Set problem a
Find every line in the listing below that contains the word "banner", and copy each of those lines.

Extract to read
__________________________________________________

[API] An alternative way for RobotEvents data!


#1

Hey everyone,

So I’m sure we all know how slow Robot Events can be sometimes if you’re attempting to get lots of data, as well as the fact that it’s often hard to get the information you’re looking for when doing statistics / analysis.

Anyway, without any further explaining, I’m pleased to announce my latest creation for people to use, an (almost) Robot Events API. :smiley:

It works by scraping data from Robot Events periodically (through HTML and the CSV files), keeping all of it in a database, and creating an API that accesses that database. So know that this isn’t directly interfacing with Robot Events, but does enable quite a lot more nice information to be gathered.

Documentation (with examples) is available through the link posted above, and feel free to ask any questions in the thread. :slight_smile:

There are a couple of things to note:

  • At the moment the database is only updated every 2 minutes, but I might bring it down to 1 minute depending on how things go.
  • The API is currently completely public but if demand is crazy I may implement a more closed system for those who want it (I’ll make an announcement if I do).

Also, other things that I’ll look at implementing soon:

  • “Last changed” times for events.
  • Push Notifications for changes.

Any other suggestions are completely welcome, whether you have another kind of ranking method you want implemented other than TRSP, or another way of filtering results, all are welcome! :slight_smile:

Also, on a kind of related note, the rest of that site that the API is hosted on (http://vex.us.nallen.me/) uses the same data as an example of how extra links (events by team, etc.) can be created and used. This site is still being worked on a bit (ie. the Team Info page is a bit lacking), and was started before the other (better) scouting databases were created :stuck_out_tongue: so it might not be terribly useful, but oh well!

I hope that at least someone finds this API useful and enables a lot more great websites that do statistics or analysis on teams / games / events / whatever!

Have fun!


#2

This is very nice. Thank you.


#3

You beat me to it! :slight_smile:
This is very well done, and I can testify how incredibly useful it is to have the data so well organized. If I had had access to this when I started by site, that would have saved me A LOT of time. I will still try to finish my API for people that want my estimated contributions, but it is great that this data is available now as well. Thanks again for making this public!

__________________________________________________

Rows
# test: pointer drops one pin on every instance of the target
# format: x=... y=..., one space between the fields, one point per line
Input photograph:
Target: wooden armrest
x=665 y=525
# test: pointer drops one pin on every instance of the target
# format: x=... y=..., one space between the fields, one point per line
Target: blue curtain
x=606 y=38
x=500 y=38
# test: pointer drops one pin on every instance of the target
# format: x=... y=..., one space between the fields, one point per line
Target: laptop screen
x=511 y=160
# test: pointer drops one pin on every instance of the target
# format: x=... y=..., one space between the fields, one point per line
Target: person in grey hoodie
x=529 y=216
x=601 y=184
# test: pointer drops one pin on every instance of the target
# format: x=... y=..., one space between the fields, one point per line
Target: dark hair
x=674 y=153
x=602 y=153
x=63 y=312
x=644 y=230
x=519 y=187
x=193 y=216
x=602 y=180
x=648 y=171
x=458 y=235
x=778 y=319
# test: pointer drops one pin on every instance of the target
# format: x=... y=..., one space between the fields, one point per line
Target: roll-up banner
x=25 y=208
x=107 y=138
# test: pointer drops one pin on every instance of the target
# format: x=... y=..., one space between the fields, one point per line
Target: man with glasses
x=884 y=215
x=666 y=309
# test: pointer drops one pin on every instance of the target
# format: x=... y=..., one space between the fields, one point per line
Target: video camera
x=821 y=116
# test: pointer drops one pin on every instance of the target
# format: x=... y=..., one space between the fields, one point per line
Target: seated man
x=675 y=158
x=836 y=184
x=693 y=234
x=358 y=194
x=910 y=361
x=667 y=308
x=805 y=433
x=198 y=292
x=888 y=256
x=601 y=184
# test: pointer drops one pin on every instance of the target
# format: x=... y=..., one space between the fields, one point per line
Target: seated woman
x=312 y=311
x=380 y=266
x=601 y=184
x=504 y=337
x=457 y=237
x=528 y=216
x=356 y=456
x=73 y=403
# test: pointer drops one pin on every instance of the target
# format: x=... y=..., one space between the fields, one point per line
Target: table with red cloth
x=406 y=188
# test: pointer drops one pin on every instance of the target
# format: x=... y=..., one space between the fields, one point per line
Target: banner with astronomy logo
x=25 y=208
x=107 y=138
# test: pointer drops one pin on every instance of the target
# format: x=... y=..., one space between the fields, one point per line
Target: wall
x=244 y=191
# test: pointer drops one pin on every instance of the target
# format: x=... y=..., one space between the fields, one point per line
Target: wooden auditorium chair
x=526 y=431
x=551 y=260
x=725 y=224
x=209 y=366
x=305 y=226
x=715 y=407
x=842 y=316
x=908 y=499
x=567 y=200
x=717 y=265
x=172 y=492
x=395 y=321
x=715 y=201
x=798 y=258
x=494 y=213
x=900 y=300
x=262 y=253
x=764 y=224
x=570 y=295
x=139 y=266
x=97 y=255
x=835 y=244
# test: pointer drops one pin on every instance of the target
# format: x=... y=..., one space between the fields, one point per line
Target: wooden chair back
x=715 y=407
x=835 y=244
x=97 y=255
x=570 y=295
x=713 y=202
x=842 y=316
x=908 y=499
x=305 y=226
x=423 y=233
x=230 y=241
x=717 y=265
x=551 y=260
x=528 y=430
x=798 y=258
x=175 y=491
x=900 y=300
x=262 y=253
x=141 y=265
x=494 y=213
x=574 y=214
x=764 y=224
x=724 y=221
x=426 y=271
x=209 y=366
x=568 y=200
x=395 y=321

__________________________________________________

Set problem b
Answer these questions using the forum thread above:
(i) How often is the database currently updated?
(ii) Where does the scraper get its data from on Robot Events?
(iii) What does the third poster still plan to finish?

Complete answer a
Target: roll-up banner
Target: banner with astronomy logo

Complete answer b
(i) Every 2 minutes.
(ii) The HTML and the CSV files.
(iii) Their own API, for people who want their estimated contributions.